- _SOURCE DOCUMENT_

━━━━

Darwin’s famous voyage on the HMS Beagle in 1831 led him to discover what would later define his theory of evolution. The voyage would come to an end in 1836, but Darwin would not come around to present his work on evolution and natural selection until 1858, publishing it a year later. It is believed that Darwin was concerned for what he thought would be a harsh reaction by the public and the church. Nevertheless, Darwin published his groundbreaking work some 20 years later, with an absurdly long title, almost reflective of the time it took to publish: On the Origin of Species by means of Natural Selection, or the Preservation of Favoured Races in the Struggle for Life.
5. Darwin married his first cousin.
Darwin’s logical and analytical mindset led to what has now become a famous — or rather infamous — pros and cons list. Written on the pros column were things like “children” and “company”, but written on the cons column were “loss of time”, “[no] conversation of clever men at clubs”, and the more relatable “not forced to visit relatives”. His list led him to believe that marriage was the best option, and so he went to his father for advice and ended up going to his first cousin, Emma Wedgwood, to ask her to marry him, although he did not come around to formally propose.

━━━━

- _RECORD EXCERPTS_

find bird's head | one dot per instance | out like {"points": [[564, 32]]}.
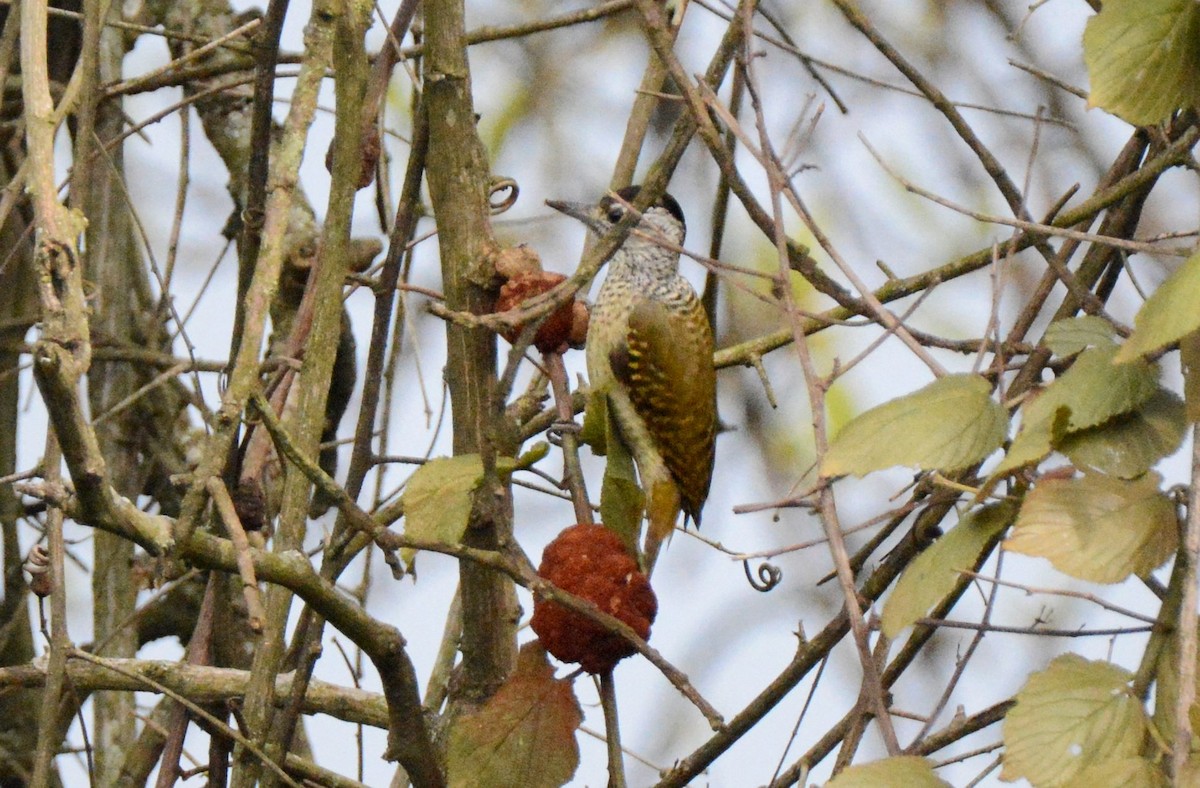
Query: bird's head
{"points": [[663, 221]]}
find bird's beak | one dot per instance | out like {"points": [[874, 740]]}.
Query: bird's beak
{"points": [[581, 211]]}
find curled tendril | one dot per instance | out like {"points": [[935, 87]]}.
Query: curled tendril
{"points": [[508, 190], [768, 576]]}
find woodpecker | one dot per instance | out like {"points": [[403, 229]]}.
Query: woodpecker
{"points": [[649, 353]]}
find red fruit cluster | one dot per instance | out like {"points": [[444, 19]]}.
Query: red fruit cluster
{"points": [[561, 329], [523, 278], [591, 563]]}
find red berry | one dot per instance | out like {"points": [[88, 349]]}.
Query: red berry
{"points": [[591, 563]]}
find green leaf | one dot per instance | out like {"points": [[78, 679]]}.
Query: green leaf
{"points": [[1091, 392], [1129, 445], [934, 573], [533, 456], [1071, 716], [951, 423], [1097, 528], [1095, 390], [1169, 313], [1189, 359], [1035, 441], [523, 735], [1143, 58], [1069, 336], [438, 498], [622, 500], [1126, 773], [903, 771]]}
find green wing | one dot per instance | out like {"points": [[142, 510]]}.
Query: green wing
{"points": [[666, 366]]}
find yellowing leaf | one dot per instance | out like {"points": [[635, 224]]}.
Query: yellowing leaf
{"points": [[934, 573], [1143, 58], [1095, 390], [1189, 359], [903, 771], [951, 423], [1072, 716], [1090, 394], [1129, 445], [523, 735], [1068, 336], [1123, 773], [1169, 313], [1097, 528], [437, 498]]}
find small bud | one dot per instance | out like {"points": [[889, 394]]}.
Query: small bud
{"points": [[591, 563], [37, 566], [556, 331], [516, 260], [370, 146]]}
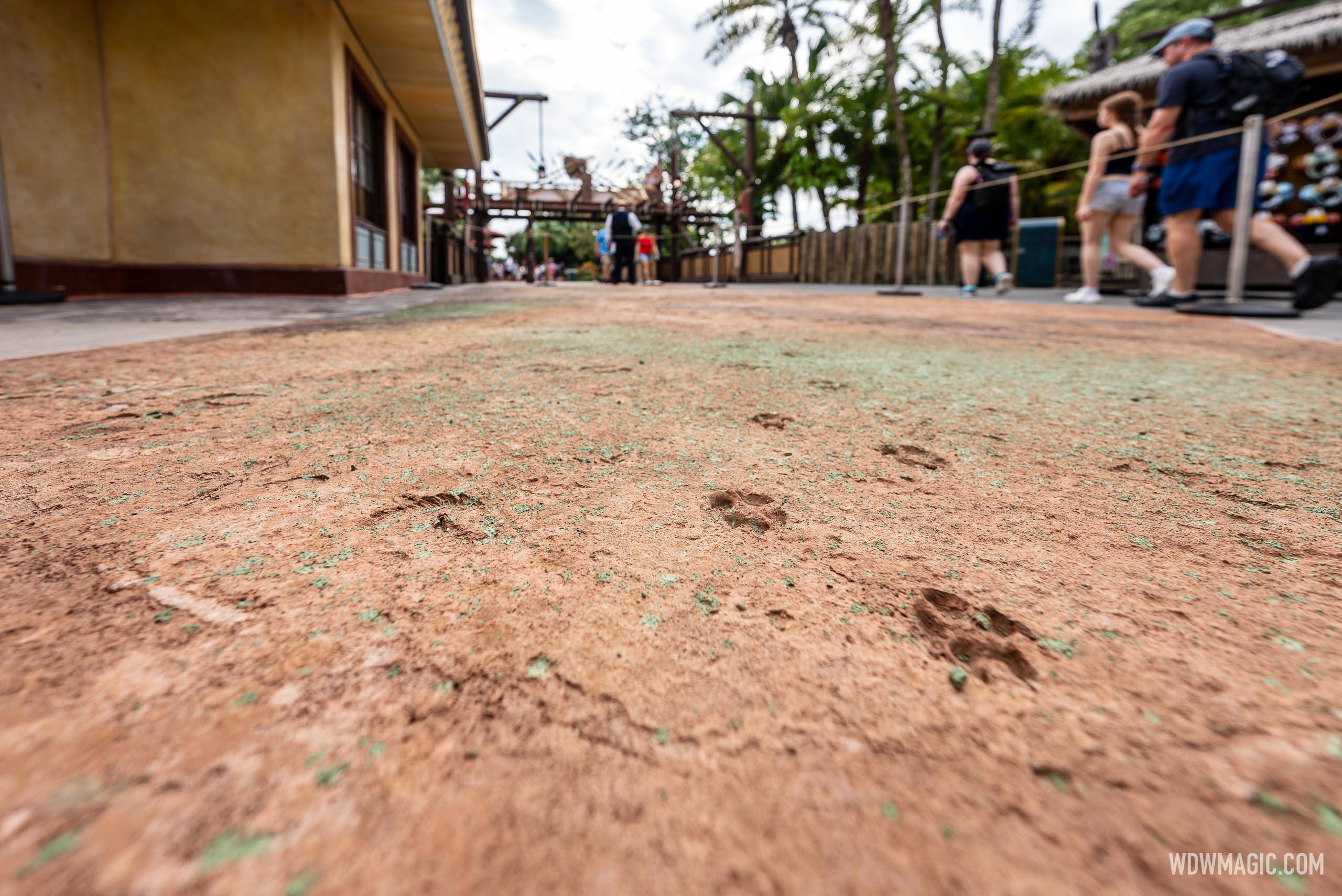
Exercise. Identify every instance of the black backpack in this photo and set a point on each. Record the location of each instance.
(1262, 82)
(622, 227)
(995, 190)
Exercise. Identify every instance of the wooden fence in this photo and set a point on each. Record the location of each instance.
(767, 259)
(446, 253)
(863, 254)
(866, 254)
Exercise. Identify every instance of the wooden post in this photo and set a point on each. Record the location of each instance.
(752, 159)
(482, 224)
(674, 223)
(531, 250)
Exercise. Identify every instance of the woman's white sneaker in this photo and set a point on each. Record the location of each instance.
(1163, 279)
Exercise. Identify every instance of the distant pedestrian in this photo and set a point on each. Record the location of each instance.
(622, 224)
(647, 257)
(1203, 178)
(1105, 205)
(604, 253)
(983, 216)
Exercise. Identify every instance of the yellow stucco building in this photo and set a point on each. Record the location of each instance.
(231, 145)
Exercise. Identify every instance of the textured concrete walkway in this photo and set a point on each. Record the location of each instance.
(30, 331)
(74, 326)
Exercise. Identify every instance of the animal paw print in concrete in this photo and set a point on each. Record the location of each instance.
(913, 456)
(748, 510)
(981, 640)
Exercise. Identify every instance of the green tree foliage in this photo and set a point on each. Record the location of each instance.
(838, 135)
(571, 243)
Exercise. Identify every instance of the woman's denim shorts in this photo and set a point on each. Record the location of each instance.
(1111, 196)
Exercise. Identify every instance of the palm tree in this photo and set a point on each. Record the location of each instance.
(995, 66)
(894, 27)
(940, 114)
(776, 20)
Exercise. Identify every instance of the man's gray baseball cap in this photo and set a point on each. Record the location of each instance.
(1200, 29)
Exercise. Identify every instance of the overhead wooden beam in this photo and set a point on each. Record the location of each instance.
(698, 113)
(517, 101)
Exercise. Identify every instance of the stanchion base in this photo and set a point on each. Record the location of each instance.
(30, 297)
(1239, 309)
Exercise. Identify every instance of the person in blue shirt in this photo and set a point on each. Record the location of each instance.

━━━━

- _ACTIVITY A_
According to the passage about Darwin, in what year did his voyage on the HMS Beagle end?
- _ACTIVITY B_
Using the passage about Darwin, explain why he waited so long to present his work on evolution and natural selection.
- _ACTIVITY C_
Pick up the passage about Darwin after its last sentence and keep writing.

- _TASK ANSWER A_
1836

- _TASK ANSWER B_
It is believed that Darwin was concerned about what he thought would be a harsh reaction from the public and the church.

- _TASK ANSWER C_
6. Darwin lost 3 of his 10 children.
Charles Darwin and Emma Wedgwood had 10 children: William Erasmus, Anne Elizabeth, Mary Eleanor, Henrietta Emma, George Howrad, Elizabeth, Francis, Leonard, Horace and Charles. Both Mary Eleanor and Charles died in infancy, however, the death of Anne Elizabeth came when she was 10 years old, dealing a serious impact on Darwin. Annie, as she was known by her family, died of scarlet fever but it is believed that she may have suffered from tuberculosis.
7. Darwin had a complicated relationship with his faith.
From a young age, Darwin was exposed to a variety of religious beliefs and ways of thinking. His family had been traditionally nonconformist Unitarian Christians, but both his grandfather and his father were freethinkers, a way of thinking that rejects dogma and argues instead for other methods to reach beliefs. He was baptised under the Church of England and went even further as to enter into divinity school and later become an Anglican clergyman. Nevertheless, his faith wavered after witnessing the cruelty of slavery throughout his travels, and living the death of three of his children.
8. Darwin had a strict obsession with Backgammon.
Darwin led a very strict routine to reduce his pain caused by an unknown chronic illness. Within that strict routine, he and his wife played 1 or 2 games of backgammon daily. In his last years, his daily games of backgammon between 8 and 8:30 became essential to deal with his headaches, insomnia and exhaustion. Darwin even went as far as keeping score of each game he played with his wife.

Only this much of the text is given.